> [SET EXERCISE]: Filter the records below and copy every line that contains the word "phone". Treat uppercase and lowercase as different.

— START DATA TO PROCESS —

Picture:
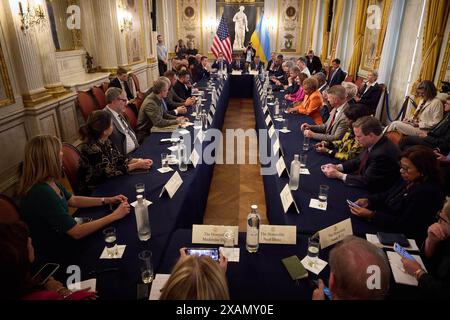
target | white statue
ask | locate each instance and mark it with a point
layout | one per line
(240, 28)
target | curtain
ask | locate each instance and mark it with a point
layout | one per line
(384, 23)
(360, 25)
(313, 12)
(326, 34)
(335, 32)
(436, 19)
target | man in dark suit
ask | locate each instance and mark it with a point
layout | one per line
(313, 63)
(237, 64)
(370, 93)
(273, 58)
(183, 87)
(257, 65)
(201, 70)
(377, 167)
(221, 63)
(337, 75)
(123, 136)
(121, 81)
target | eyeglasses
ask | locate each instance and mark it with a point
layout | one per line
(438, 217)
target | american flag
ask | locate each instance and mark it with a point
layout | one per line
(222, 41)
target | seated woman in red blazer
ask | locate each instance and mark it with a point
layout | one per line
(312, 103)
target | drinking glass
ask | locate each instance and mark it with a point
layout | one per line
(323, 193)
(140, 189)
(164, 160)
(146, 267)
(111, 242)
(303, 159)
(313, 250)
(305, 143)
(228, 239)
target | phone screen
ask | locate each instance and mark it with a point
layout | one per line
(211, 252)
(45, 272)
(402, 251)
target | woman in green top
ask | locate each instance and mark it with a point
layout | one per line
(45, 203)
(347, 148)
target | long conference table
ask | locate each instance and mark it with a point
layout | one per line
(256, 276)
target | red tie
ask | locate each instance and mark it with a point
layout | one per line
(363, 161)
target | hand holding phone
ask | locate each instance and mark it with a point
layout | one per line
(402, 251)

— END DATA TO PROCESS —
— START DATA TO PROCESS —

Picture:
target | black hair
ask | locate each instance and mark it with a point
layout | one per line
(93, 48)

— END DATA TO PROCESS —

> [TASK ANSWER]:
target | phone screen
target | hand holding phone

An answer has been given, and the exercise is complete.